◆ **What to do**
Recast the data below as a JSON list of strings, one string per line with blank lines omitted, starting at the line containing "man in grey" and ending at the line containing "[893,296,1006,489]", both included. Leave out every other line.

[Extracted data entries]
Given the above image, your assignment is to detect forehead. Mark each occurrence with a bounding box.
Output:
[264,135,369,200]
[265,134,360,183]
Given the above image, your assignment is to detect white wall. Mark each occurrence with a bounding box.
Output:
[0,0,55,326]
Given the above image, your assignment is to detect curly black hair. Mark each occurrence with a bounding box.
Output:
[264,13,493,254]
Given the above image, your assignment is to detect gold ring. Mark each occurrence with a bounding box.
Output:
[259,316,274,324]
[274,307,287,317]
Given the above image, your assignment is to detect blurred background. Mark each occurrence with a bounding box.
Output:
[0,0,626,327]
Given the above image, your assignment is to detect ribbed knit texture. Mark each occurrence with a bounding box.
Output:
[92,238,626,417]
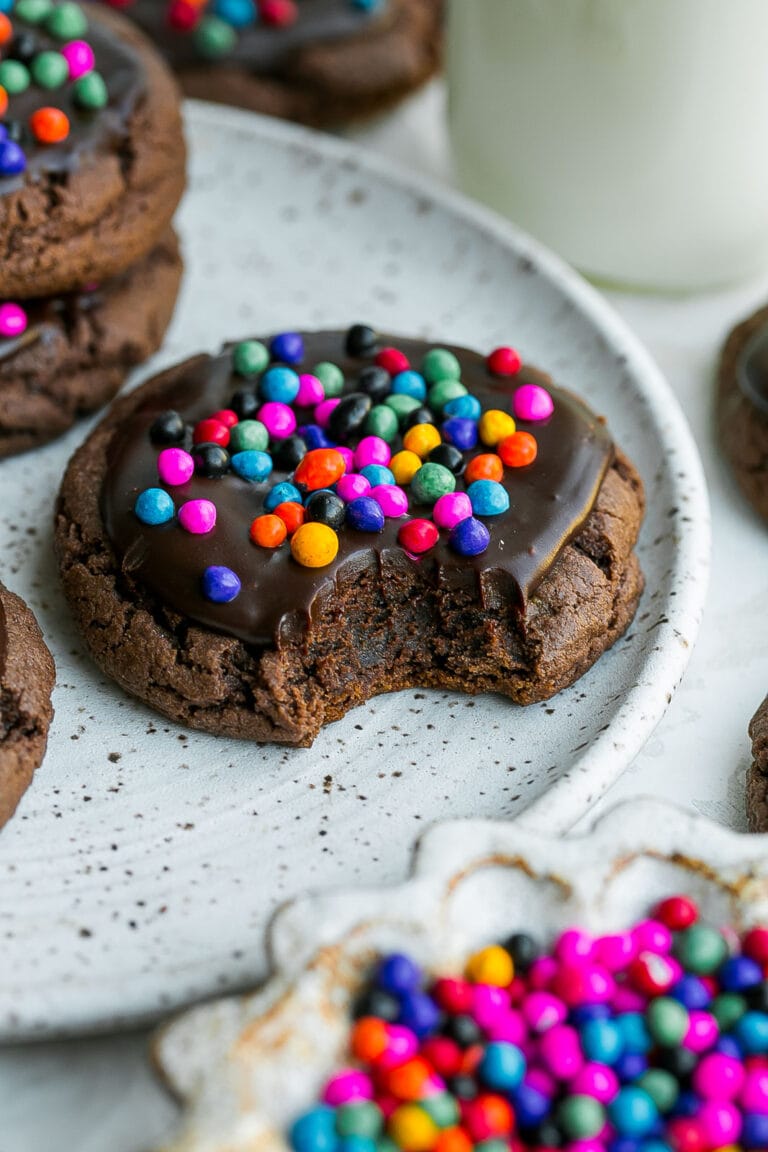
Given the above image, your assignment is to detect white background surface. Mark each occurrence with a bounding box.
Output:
[0,89,768,1152]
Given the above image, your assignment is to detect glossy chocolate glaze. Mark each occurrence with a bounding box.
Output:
[105,0,387,75]
[736,325,768,416]
[101,332,614,645]
[0,6,146,196]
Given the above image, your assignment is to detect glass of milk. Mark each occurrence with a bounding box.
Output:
[448,0,768,289]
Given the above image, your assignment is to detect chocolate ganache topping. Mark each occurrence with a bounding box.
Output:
[0,0,146,195]
[101,328,614,645]
[105,0,388,75]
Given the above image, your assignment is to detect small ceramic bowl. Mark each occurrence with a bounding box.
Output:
[149,801,768,1152]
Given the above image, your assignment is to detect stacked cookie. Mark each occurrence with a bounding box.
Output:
[0,0,185,456]
[94,0,442,127]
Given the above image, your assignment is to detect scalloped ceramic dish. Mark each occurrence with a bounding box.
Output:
[154,801,768,1152]
[0,105,709,1039]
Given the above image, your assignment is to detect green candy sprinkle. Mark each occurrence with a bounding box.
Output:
[411,463,456,503]
[31,52,69,88]
[228,420,269,453]
[557,1096,606,1140]
[336,1100,383,1140]
[231,340,269,376]
[365,404,400,444]
[14,0,53,24]
[385,392,421,425]
[45,3,88,40]
[646,996,689,1048]
[674,924,728,976]
[637,1068,680,1112]
[421,348,462,384]
[427,380,466,412]
[0,60,30,96]
[73,71,109,112]
[195,16,237,60]
[312,361,344,400]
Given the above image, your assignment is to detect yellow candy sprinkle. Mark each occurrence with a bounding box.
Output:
[403,424,442,460]
[478,408,515,448]
[389,1104,440,1152]
[290,521,339,568]
[466,943,515,988]
[389,450,421,485]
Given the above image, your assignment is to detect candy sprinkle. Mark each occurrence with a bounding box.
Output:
[289,898,768,1152]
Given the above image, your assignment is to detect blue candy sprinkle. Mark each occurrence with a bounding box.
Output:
[448,516,491,556]
[391,369,427,400]
[259,366,298,404]
[203,564,242,604]
[229,448,272,480]
[466,480,509,516]
[441,414,478,452]
[264,480,302,511]
[347,497,385,532]
[134,488,176,524]
[269,332,304,364]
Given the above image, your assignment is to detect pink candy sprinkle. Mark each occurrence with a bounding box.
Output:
[257,400,296,440]
[432,492,472,529]
[355,435,391,469]
[158,448,195,487]
[60,40,96,79]
[370,486,408,520]
[0,303,26,340]
[512,384,555,423]
[322,1068,373,1108]
[178,500,216,536]
[294,372,326,408]
[336,472,371,503]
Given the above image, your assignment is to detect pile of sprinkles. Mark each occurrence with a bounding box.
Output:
[134,324,554,604]
[290,895,768,1152]
[0,0,108,177]
[104,0,386,60]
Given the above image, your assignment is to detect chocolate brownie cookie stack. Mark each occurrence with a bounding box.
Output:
[96,0,442,127]
[0,0,185,456]
[56,325,644,745]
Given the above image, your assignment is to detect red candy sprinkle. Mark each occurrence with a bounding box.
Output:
[486,348,523,376]
[192,417,229,448]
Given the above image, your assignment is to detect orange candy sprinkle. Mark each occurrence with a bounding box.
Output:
[464,452,504,484]
[274,500,304,536]
[29,108,69,144]
[294,448,347,492]
[250,514,288,548]
[351,1016,389,1063]
[496,432,539,468]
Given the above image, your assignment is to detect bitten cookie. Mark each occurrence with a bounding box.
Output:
[96,0,442,126]
[55,325,644,745]
[0,232,182,456]
[0,584,55,825]
[0,0,185,301]
[746,696,768,832]
[717,308,768,520]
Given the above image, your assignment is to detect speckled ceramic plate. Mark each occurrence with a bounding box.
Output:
[0,105,708,1037]
[149,801,768,1152]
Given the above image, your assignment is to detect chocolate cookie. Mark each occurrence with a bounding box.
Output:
[717,308,768,520]
[96,0,442,126]
[746,696,768,832]
[55,325,644,745]
[0,232,182,456]
[0,584,55,825]
[0,0,185,300]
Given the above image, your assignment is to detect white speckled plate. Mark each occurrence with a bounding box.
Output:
[154,801,768,1152]
[0,105,708,1037]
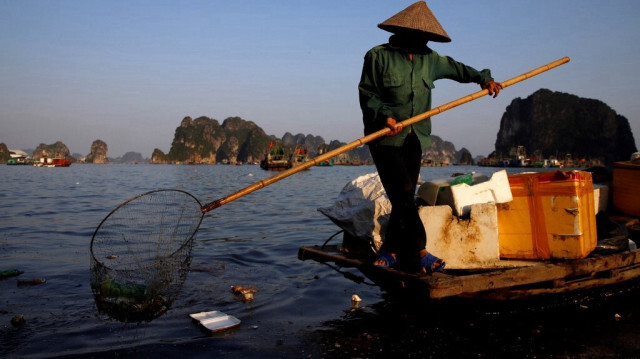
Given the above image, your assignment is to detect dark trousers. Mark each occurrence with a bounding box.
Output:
[369,133,427,257]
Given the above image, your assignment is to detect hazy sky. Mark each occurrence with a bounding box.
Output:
[0,0,640,157]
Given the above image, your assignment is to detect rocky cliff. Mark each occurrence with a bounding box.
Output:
[85,140,109,164]
[158,117,269,163]
[151,117,472,164]
[495,89,636,164]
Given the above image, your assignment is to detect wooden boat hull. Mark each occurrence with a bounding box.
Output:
[298,246,640,301]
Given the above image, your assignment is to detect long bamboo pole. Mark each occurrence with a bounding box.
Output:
[202,57,569,213]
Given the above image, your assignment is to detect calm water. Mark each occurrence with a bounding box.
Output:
[0,165,640,358]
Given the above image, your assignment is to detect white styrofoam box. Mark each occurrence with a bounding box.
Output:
[593,183,609,214]
[418,173,489,206]
[419,204,501,269]
[418,170,513,216]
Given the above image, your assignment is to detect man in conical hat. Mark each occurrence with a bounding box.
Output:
[358,1,502,273]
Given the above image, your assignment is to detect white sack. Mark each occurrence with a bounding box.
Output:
[318,172,391,250]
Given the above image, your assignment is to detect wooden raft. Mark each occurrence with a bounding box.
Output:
[298,246,640,300]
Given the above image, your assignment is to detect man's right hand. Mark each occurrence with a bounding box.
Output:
[386,117,402,136]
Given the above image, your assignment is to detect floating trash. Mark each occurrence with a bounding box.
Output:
[0,269,24,279]
[231,285,258,303]
[18,278,47,287]
[189,310,240,332]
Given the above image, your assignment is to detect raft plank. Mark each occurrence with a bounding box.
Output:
[423,250,640,298]
[298,246,640,300]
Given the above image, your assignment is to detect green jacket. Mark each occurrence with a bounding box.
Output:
[358,44,493,151]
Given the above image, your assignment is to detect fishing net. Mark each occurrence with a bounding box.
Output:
[91,190,203,322]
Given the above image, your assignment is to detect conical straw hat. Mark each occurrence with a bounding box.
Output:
[378,1,451,42]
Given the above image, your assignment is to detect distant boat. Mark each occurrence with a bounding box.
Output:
[33,155,71,167]
[7,149,31,166]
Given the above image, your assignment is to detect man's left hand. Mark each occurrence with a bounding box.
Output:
[482,81,502,98]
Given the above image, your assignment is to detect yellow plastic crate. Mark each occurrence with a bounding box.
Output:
[498,171,597,259]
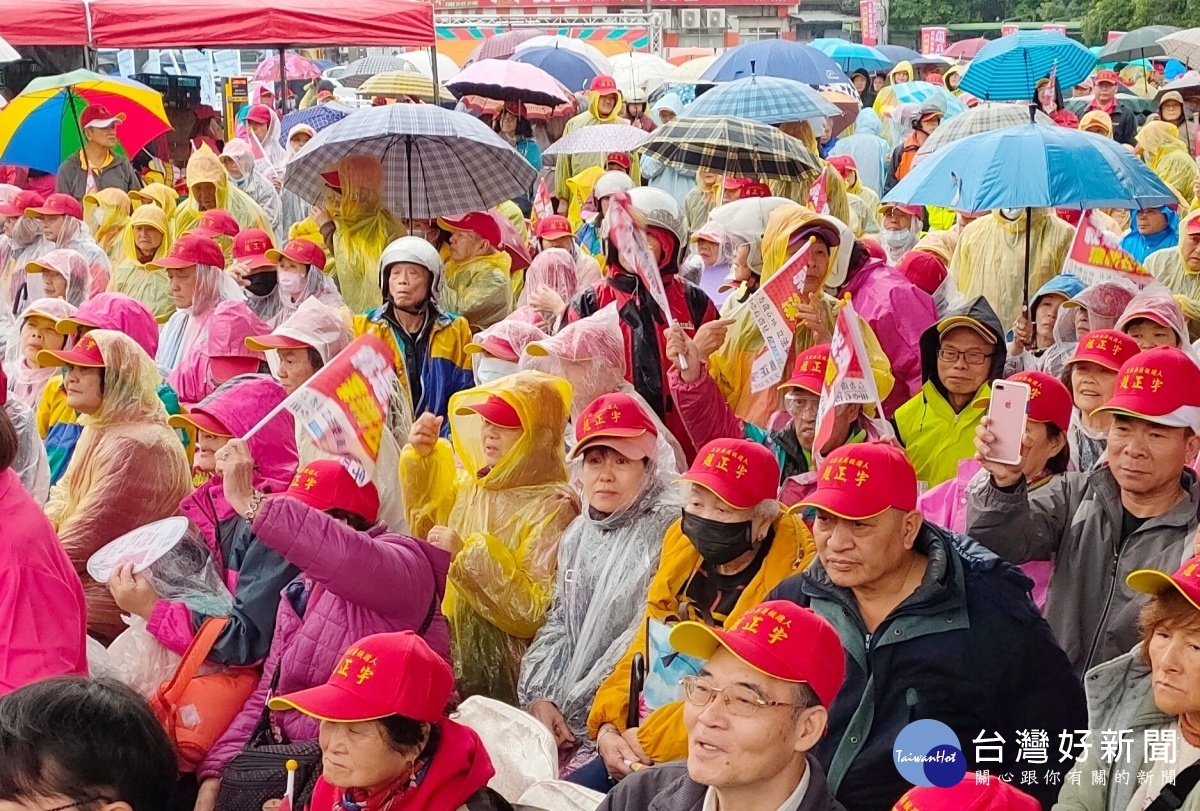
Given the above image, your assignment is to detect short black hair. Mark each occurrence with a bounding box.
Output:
[0,675,179,811]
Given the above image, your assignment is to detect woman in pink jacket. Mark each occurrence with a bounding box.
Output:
[196,440,450,811]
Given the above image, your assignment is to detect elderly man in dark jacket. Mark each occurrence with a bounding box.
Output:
[770,443,1087,811]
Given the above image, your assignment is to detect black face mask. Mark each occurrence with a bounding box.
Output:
[246,270,280,299]
[679,510,754,566]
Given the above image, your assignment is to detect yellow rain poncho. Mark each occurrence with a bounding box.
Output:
[949,209,1075,329]
[1144,211,1200,341]
[400,372,580,704]
[83,188,133,265]
[554,91,629,200]
[325,155,403,313]
[46,330,192,639]
[108,205,175,324]
[175,145,275,242]
[1134,121,1200,206]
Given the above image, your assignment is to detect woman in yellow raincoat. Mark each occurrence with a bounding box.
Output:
[83,188,133,265]
[175,146,275,236]
[1134,121,1200,206]
[37,330,192,641]
[108,205,175,324]
[400,372,580,704]
[1145,210,1200,341]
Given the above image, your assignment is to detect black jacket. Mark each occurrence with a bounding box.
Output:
[768,522,1087,811]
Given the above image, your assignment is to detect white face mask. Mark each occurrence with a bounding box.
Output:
[475,356,517,386]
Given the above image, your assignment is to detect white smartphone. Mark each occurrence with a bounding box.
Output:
[986,380,1030,464]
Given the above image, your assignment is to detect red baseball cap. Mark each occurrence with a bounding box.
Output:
[671,600,846,708]
[146,234,224,270]
[533,214,575,240]
[0,188,46,217]
[188,209,241,239]
[269,631,454,723]
[438,211,500,251]
[1126,554,1200,611]
[570,391,659,459]
[25,194,83,220]
[1096,347,1200,428]
[802,443,917,521]
[1067,330,1139,372]
[455,395,521,428]
[231,228,275,270]
[779,343,829,397]
[276,459,379,523]
[36,332,104,368]
[679,439,779,510]
[266,240,325,270]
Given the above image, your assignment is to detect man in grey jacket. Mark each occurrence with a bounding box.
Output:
[967,347,1200,678]
[600,600,846,811]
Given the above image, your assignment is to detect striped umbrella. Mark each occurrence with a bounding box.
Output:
[0,71,170,173]
[642,116,821,180]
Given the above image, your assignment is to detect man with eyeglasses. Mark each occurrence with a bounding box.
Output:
[600,600,846,811]
[767,443,1087,811]
[893,296,1006,489]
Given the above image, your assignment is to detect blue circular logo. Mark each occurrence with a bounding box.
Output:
[892,719,967,788]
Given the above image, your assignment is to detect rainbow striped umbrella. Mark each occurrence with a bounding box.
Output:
[0,71,170,173]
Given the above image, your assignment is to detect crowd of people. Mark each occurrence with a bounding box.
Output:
[0,49,1200,811]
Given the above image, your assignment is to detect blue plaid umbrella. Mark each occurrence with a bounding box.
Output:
[959,31,1096,101]
[684,76,841,124]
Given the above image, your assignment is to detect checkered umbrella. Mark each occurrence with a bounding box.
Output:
[283,104,538,220]
[642,116,821,180]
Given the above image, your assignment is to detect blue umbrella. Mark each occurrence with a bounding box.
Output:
[809,38,892,73]
[703,40,853,92]
[512,47,599,92]
[684,76,841,124]
[959,31,1096,101]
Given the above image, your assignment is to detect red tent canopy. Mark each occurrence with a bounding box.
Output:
[0,0,88,48]
[88,0,433,48]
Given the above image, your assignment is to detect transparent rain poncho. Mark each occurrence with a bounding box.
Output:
[400,372,580,704]
[46,330,192,638]
[325,155,404,313]
[518,406,682,751]
[108,204,175,324]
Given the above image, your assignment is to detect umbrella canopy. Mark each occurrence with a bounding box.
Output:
[280,102,354,146]
[916,102,1058,163]
[355,71,450,102]
[284,104,538,220]
[810,38,892,73]
[542,124,650,155]
[336,56,416,88]
[1158,28,1200,66]
[883,124,1178,211]
[1098,25,1180,62]
[942,37,991,59]
[251,50,320,82]
[462,28,542,67]
[446,59,572,107]
[684,76,839,124]
[642,116,821,180]
[703,40,853,90]
[0,70,170,174]
[512,48,600,92]
[959,31,1096,101]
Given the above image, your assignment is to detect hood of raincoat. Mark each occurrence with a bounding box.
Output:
[920,295,1007,397]
[71,293,158,358]
[449,371,571,489]
[121,202,174,268]
[1121,206,1180,262]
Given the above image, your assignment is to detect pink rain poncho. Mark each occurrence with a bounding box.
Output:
[46,330,192,639]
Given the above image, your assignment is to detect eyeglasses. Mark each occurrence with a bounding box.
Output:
[683,675,808,717]
[937,347,996,366]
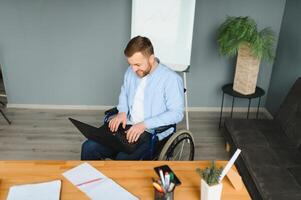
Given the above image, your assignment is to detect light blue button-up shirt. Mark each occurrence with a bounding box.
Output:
[117,63,184,140]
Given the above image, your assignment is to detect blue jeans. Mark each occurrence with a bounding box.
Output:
[81,140,150,160]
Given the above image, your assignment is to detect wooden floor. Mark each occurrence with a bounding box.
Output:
[0,109,266,160]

◆ **Exercise answer**
[
  "Given the above image, your assignment is to detect man in grey jacket. Mark each occurrence with a bounding box.",
  "Output:",
  "[967,347,1200,678]",
  "[600,600,846,811]",
  "Given the above image, your assignment is to detect striped umbrella. Mark each occurrence with a bounding box.",
  "Output:",
  "[0,71,170,173]",
  "[642,116,821,180]",
  "Given the above image, your assignment is to detect man with eyeglasses. Mark each occurrence with a bounding box.",
  "Output:",
  "[600,600,846,811]",
  "[767,443,1087,811]",
  "[893,296,1006,489]"
]